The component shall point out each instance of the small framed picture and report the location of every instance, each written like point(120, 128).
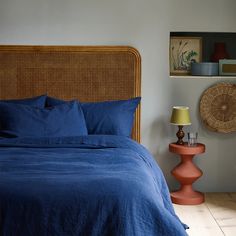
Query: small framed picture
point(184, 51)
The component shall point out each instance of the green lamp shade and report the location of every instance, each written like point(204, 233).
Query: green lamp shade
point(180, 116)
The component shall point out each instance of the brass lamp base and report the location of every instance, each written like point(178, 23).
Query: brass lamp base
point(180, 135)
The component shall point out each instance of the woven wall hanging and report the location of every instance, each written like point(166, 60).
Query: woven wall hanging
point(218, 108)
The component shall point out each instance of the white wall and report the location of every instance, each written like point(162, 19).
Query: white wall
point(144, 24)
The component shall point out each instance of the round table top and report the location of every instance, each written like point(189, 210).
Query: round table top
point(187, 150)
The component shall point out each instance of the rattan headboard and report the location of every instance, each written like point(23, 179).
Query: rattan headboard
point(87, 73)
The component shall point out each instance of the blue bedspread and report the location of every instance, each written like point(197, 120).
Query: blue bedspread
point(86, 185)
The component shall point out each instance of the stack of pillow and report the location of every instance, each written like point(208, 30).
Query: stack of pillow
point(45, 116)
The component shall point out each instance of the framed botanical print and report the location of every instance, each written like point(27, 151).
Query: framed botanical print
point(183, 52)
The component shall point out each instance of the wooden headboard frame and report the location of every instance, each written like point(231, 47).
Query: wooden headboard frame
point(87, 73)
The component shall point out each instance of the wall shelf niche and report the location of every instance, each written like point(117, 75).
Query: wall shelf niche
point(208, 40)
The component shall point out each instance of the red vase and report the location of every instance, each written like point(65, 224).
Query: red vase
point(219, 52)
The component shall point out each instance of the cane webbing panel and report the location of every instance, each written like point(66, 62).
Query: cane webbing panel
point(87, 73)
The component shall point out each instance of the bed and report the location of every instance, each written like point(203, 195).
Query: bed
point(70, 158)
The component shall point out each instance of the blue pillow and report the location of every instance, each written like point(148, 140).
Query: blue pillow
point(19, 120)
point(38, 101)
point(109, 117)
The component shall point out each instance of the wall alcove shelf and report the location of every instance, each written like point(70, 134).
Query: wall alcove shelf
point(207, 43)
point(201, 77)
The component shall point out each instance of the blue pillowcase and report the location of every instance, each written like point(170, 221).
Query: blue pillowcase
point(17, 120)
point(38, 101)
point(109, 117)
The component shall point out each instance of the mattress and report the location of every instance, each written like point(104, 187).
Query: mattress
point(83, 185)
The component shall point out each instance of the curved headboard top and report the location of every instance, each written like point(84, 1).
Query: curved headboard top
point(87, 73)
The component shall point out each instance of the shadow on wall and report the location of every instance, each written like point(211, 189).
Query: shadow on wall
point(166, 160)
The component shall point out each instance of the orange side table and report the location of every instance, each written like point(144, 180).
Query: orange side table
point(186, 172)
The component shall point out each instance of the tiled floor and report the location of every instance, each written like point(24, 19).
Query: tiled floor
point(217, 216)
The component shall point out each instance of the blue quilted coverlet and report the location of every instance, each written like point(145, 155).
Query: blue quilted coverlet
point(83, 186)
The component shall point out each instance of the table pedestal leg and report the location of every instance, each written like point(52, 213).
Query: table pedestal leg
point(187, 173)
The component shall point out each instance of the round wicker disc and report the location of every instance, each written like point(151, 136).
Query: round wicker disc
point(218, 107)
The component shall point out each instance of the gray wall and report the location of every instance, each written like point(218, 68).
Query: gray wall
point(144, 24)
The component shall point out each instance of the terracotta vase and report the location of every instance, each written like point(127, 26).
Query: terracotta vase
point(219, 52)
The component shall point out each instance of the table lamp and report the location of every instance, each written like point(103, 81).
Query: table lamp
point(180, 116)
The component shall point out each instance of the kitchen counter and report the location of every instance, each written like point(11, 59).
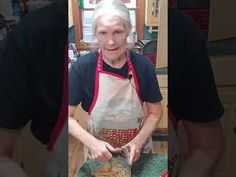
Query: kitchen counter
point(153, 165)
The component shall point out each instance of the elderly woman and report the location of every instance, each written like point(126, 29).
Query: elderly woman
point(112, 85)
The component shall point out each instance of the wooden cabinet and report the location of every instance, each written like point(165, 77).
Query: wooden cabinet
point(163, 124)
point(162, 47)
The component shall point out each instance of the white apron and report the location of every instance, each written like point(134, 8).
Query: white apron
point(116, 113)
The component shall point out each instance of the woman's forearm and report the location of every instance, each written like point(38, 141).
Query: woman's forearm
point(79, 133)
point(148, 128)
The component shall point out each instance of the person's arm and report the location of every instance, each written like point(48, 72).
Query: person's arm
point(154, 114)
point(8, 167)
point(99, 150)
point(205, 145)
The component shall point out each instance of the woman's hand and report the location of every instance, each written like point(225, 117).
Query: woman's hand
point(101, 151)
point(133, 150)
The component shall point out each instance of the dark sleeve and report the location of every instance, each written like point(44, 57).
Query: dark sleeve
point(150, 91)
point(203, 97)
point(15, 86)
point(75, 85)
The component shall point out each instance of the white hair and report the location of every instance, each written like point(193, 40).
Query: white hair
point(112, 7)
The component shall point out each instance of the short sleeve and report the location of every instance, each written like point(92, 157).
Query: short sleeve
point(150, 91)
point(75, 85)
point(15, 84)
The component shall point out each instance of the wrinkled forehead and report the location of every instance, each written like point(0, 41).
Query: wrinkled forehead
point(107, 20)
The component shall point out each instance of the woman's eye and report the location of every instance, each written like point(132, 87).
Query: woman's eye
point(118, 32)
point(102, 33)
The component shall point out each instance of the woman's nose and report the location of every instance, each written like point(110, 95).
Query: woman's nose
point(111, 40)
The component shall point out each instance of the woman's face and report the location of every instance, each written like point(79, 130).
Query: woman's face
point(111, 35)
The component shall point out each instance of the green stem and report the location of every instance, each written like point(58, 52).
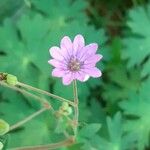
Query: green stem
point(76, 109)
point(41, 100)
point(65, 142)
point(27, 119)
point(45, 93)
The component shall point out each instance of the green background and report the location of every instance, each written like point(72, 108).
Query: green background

* _Problem to work on_:
Please return the lines above exactly, with the pictures omitted.

* _Response area_:
The component shall point out each instance of the small framed picture and report the location of every instance, each written like point(120, 128).
Query: small framed picture
point(184, 51)
The component shall point out each instance of the green lamp shade and report the location of every instance, each written like point(204, 233).
Query: green lamp shade
point(180, 116)
The component shall point out each instance of the brass lamp base and report the location of every instance, each written like point(178, 23).
Query: brass lamp base
point(180, 135)
The component shall point out each instance of the woven wall hanging and report the location of every instance, each written like point(166, 60).
Query: woven wall hanging
point(218, 108)
The component shall point out each instance of the white wall and report the location of every instance, each written like point(162, 19).
Query: white wall
point(144, 24)
The component shall point out each instance of the round table top and report the location of every instance, each written like point(189, 210).
Query: round table top
point(187, 150)
The component shall point out each instance of the rattan headboard and report the location of every instance, each written like point(23, 179).
Query: rattan headboard
point(87, 73)
The component shall point out each instance of the blue bedspread and report the location of every instance, each written like point(197, 120).
Query: blue bedspread
point(86, 185)
The component shall point out each instance of the stack of pillow and report the location of every instance, each written like point(208, 30).
Query: stack of pillow
point(45, 116)
The component shall point out each instance of the framed botanical print and report the location of every instance, each written like point(27, 151).
Query: framed botanical print
point(183, 52)
The component shall point out each instance of the wooden headboard frame and report the location of every instance, each written like point(231, 47).
Query: wooden headboard frame
point(87, 73)
The component shall point out each instance of the wall shelf niche and report the location of every instance, each written like point(117, 75).
Query: wall shelf niche
point(208, 40)
The component shall point out each instance of the red vase and report the location of every instance, each written like point(65, 224).
Query: red vase
point(219, 52)
The component shall point out each instance of the cane webbing panel and report the location of every instance, each written like point(66, 62).
Query: cane webbing panel
point(87, 73)
The component shall point out each instance of the bed and report the location of every instance, each written like point(203, 195).
Query: bed
point(70, 158)
The component shall point out each instance of the blue pillow and report the location of every instance, each written like point(148, 140).
Query: blue pillow
point(19, 120)
point(38, 101)
point(109, 117)
The component shall point out each instance of the wall alcove shelf and report the location of every instance, each written like point(70, 134).
Query: wall alcove shelf
point(207, 43)
point(201, 77)
The component shall point out each instance of the blue pillowcase and report the location of every instance, each written like point(170, 221).
Query: blue pillowcase
point(17, 120)
point(38, 101)
point(109, 117)
The component shall point out each instance of the mattress and report the location of every instance, each written like point(104, 187).
Query: mattress
point(83, 185)
The component shall point out each instance of the curved headboard top and report the location of every instance, each written like point(84, 1).
Query: curved headboard top
point(87, 73)
The component shall point out each instance of the shadow on wall and report the location of every instance, each written like point(211, 189).
Query: shadow on wall
point(166, 160)
The component shall point out each instance of the orange side table and report the location of every instance, each written like point(144, 180).
Query: orange side table
point(186, 172)
The component shall point out each instance of the tiled floor and report the location of every instance, each written like point(24, 19).
Query: tiled floor
point(217, 216)
The component shall point out each instance of the blue quilted coverlet and report the location of every instance, each written like point(145, 155).
Query: blue quilted coverlet
point(83, 186)
The component shall point out each instance of the table pedestal leg and report the location of every instance, each written like point(52, 213).
Query: table pedestal leg
point(187, 173)
The component shall point out each instance of the round wicker disc and report the location of every instance, each written like point(151, 136).
Query: round wicker disc
point(218, 107)
The component shall point out each instance of the gray wall and report the location of every instance, each written like point(218, 68).
Query: gray wall
point(144, 24)
The component shall point out each instance of the terracotta vase and report the location of every instance, each written like point(127, 26).
Query: terracotta vase
point(219, 52)
The component shall point out each instance of the table lamp and report the location of every instance, each written like point(103, 81).
Query: table lamp
point(180, 116)
The component shall point out each instance of the kitchen counter and report the location of every instance, each written like point(11, 59).
Query: kitchen counter
point(153, 165)
The component shall point out each instance of the elderly woman and report the location of every instance, each written like point(126, 29).
Query: elderly woman
point(112, 85)
The component shall point out each instance of the wooden cabinet and report the location of every instance, each written like point(165, 77).
Query: wooden cabinet
point(163, 124)
point(162, 47)
The component shall point out each instance of the white apron and report the location of every instance, each written like point(134, 8).
Query: white apron
point(116, 113)
The component shall point out each instance of the woman's forearm and report the location of every instance, each written like point(38, 141).
Query: woman's forearm
point(79, 133)
point(148, 128)
The component shall point out each instance of the person's arm and report the location of every instance, each written like point(48, 72).
Query: person's arm
point(154, 114)
point(8, 167)
point(99, 150)
point(205, 145)
The component shall point out each instance of the woman's hand and report the location of every instance, each written like point(225, 117).
Query: woman's hand
point(101, 151)
point(133, 150)
The component shall point out each instance of the dark sleeve and report the location of every instance, each written like point(44, 57).
Query: dark sleeve
point(150, 91)
point(203, 97)
point(15, 86)
point(75, 85)
The component shall point out each instance of the white hair and report the location of every instance, each written like point(193, 40).
Query: white hair
point(112, 7)
The component shall point out each instance of the short sleeve and report the location of every instance, each written like point(92, 157).
Query: short sleeve
point(150, 91)
point(75, 85)
point(15, 84)
The component shall point out each instance of the wrinkled forehead and report the location of every instance, each written like point(0, 41).
Query: wrinkled forehead
point(107, 20)
The component shall point out each instance of the woman's eye and report the location of every instance, each written like point(132, 87).
Query: woman's eye
point(118, 32)
point(102, 33)
The component shall point out each instance of the woman's nose and report the location of every instance, each written like point(110, 95).
Query: woman's nose
point(111, 40)
The component shall point out each instance of the woman's face and report the location of every instance, each written like point(79, 130).
Query: woman's face
point(111, 35)
The component shall point out each instance of the green stem and report the location of every instance, each written like point(58, 52).
Query: green stem
point(76, 109)
point(41, 100)
point(65, 142)
point(27, 119)
point(45, 93)
The component shall point out each instance of the green background and report the location of every instance, each written like point(72, 108).
Query: green background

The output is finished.